Repeat, exactly as written, all of the entries, but not their pictures.

Saved data entries
..........

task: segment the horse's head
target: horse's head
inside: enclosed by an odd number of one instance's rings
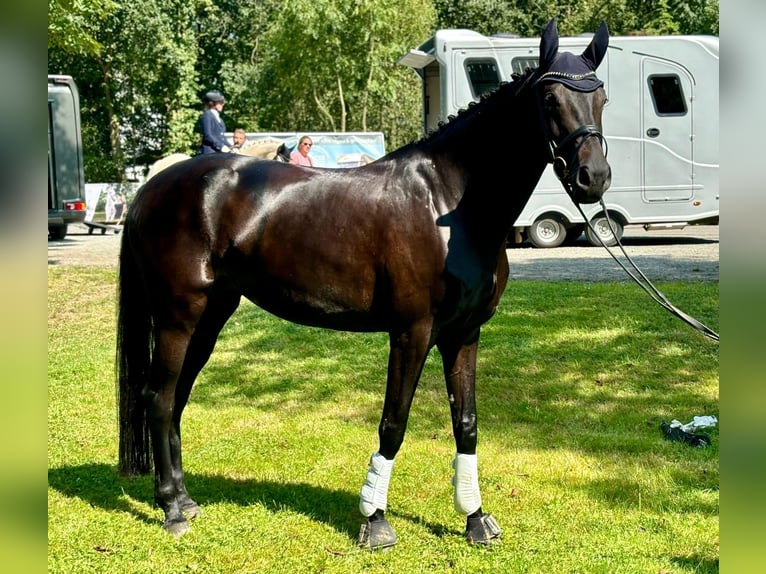
[[[553,168],[576,203],[595,203],[609,188],[601,113],[606,103],[596,68],[606,54],[609,31],[604,22],[580,55],[559,52],[556,20],[540,40],[536,85],[544,129],[552,148]]]
[[[281,161],[282,163],[290,163],[290,148],[287,147],[287,144],[282,144],[277,148],[277,153],[274,155],[274,158],[277,161]]]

..........

EXPECTED ANSWER:
task: segment the horse's head
target: horse's head
inside: enclosed by an odd number of one instance's rings
[[[553,168],[576,203],[595,203],[609,188],[601,113],[606,103],[596,68],[606,54],[609,31],[604,22],[580,55],[559,52],[556,20],[540,40],[536,85],[544,129],[552,148]]]
[[[281,161],[282,163],[290,163],[290,148],[287,147],[287,144],[282,144],[277,148],[277,153],[274,155],[274,158],[277,161]]]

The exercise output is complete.